## START GIVEN TEXT

All about probate, part 2

by Mandy Hicks

Editor’s note: This is the second of two blog posts exploring probate: what it is, how it works and what Kentucky law has to say about this process. You can read the first in the series here.

By Leah Morrison, Attorney
English, Lucas, Priest and Owsley, LLP

Leah Morrison
Leah Morrison, attorney

Probate is one of those things that people universally dismiss as an unduly burdensome process. In fact, many clients tell me they need a will or estate plan so that they can avoid probate.

Outside of the small estate scenario that we explored in the first blog post, Kentucky law provides additional mechanisms for avoiding probate. Not everyone has a Will. Perhaps most often people do not want to write one because they don’t want to think about dying, or they plan to write one and simply put it off. Some purposefully choose intestacy. Even without any planning not all assets owned by the decedent are subject to the probate process. Probate assets include everything the decedent owned in his or her individual name.

## END GIVEN TEXT
## START DATA LINES

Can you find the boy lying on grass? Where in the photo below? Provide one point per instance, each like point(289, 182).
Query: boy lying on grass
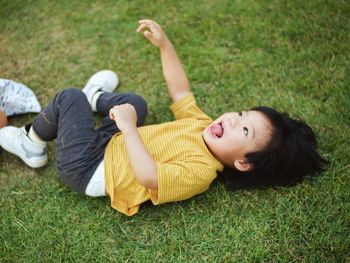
point(166, 162)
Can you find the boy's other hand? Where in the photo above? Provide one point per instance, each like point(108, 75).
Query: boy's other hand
point(154, 33)
point(124, 116)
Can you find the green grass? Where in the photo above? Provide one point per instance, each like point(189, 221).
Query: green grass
point(292, 55)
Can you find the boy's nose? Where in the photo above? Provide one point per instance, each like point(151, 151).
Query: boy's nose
point(232, 122)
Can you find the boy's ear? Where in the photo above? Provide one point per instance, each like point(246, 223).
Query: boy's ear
point(243, 165)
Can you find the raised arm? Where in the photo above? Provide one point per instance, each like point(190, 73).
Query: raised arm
point(173, 72)
point(142, 163)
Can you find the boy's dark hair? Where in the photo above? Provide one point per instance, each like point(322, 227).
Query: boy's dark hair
point(286, 160)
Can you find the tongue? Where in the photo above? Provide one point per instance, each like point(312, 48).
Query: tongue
point(217, 130)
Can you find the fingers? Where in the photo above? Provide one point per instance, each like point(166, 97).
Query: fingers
point(149, 22)
point(153, 26)
point(141, 28)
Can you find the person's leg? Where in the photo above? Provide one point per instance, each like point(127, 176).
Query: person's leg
point(80, 149)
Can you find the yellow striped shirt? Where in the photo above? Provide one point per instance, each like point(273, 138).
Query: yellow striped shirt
point(185, 166)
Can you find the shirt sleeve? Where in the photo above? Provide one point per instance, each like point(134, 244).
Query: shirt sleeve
point(187, 108)
point(180, 181)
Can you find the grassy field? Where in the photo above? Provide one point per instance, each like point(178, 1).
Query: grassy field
point(292, 55)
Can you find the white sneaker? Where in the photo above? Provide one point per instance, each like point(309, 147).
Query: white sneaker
point(104, 80)
point(16, 98)
point(16, 141)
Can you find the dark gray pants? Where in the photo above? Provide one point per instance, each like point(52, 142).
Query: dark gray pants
point(80, 147)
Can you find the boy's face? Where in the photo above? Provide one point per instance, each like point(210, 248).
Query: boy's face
point(235, 134)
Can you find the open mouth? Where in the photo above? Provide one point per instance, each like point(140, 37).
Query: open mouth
point(217, 130)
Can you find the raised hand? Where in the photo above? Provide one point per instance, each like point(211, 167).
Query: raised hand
point(153, 32)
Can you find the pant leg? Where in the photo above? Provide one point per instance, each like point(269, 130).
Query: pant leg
point(108, 100)
point(79, 147)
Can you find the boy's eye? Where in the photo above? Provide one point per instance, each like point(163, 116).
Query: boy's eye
point(245, 129)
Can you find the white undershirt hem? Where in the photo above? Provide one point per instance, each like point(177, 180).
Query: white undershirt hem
point(97, 186)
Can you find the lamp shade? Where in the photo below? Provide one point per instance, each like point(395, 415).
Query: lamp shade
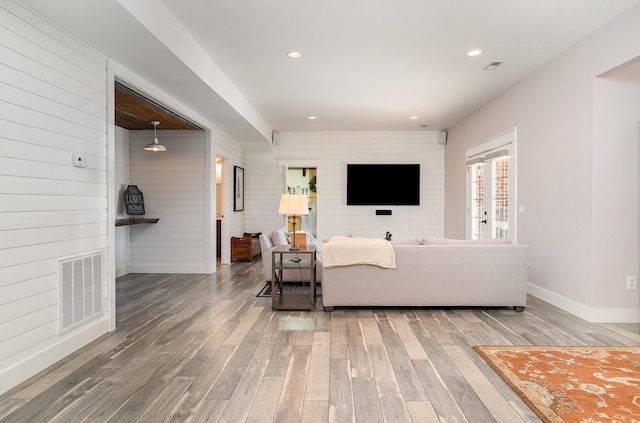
point(293, 204)
point(155, 145)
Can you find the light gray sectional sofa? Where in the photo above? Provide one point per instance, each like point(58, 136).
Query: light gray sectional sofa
point(442, 273)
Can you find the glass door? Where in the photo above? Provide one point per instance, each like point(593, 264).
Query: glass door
point(491, 190)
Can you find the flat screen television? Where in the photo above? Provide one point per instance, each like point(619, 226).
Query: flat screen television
point(383, 184)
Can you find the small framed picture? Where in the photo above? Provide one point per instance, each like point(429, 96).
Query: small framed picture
point(238, 188)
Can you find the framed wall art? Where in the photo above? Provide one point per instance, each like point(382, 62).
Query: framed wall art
point(238, 188)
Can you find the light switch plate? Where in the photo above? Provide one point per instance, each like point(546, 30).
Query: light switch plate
point(79, 160)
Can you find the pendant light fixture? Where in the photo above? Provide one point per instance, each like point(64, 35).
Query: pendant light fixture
point(155, 145)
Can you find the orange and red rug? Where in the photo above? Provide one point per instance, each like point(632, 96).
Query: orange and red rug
point(572, 384)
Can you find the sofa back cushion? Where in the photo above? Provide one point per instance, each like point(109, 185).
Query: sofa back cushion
point(448, 241)
point(405, 241)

## END DATA LINES

**YOUR TASKS:**
1. Decide whether each statement agrees with the probate post, and answer yes or no with the deciding words quoted from it. (a) The post is the second of two blog posts about probate. (b) Everyone has a Will. (c) Without any planning, every asset the decedent owned goes through probate.
2. Extend the probate post, picking up after its last sentence.

**ANSWERS FOR THIS EXERCISE:**
1.
(a) Yes: "This is the second of two blog posts exploring probate"
(b) No: "Not everyone has a Will."
(c) No: "Even without any planning not all assets owned by the decedent are subject to the probate process."

2.
These can include:

  • bank accounts;
  • brokerage accounts;
  • real estate held in the decedent’s individual name or in a tenancy in common;
  • vehicles;
  • furniture;
  • jewelry; and
  • an interest in a partnership, corporation, or limited liability company.

But certain assets are not probate assets and ownership of these assets will pass altogether outside of the court’s supervision. These can include:

  • real property that is held in joint tenancy or tenancy by the entirety;
  • bank or brokerage accounts held in joint tenancy or with payable on death or transfer on death beneficiaries;
  • trusts;
  • life insurance or brokerage accounts that list someone other than the decedent as the beneficiary; and
  • retirement accounts.

Review beneficiaries often

Kentucky probateMany non-probate assets are designated as such because ownership can pass directly to another individual without having to pass through the court’s purview. However, the nature of an asset – whether probate or non-probate – can often be altered by the decedent’s beneficiary designation. For example, some people choose to designate their estates as the beneficiary of their life insurance policies. In such cases, the policy proceeds will no longer be considered non-probate, and will become a probate asset because they belong first to the estate, and must be disposed of by the decedent’s Will or the statutory plan of descent. It is a good idea to review who is designated as a beneficiary on insurance policies and pension funds periodically. Many times, people fail to change the beneficiary when a spouse or another designated beneficiary has died.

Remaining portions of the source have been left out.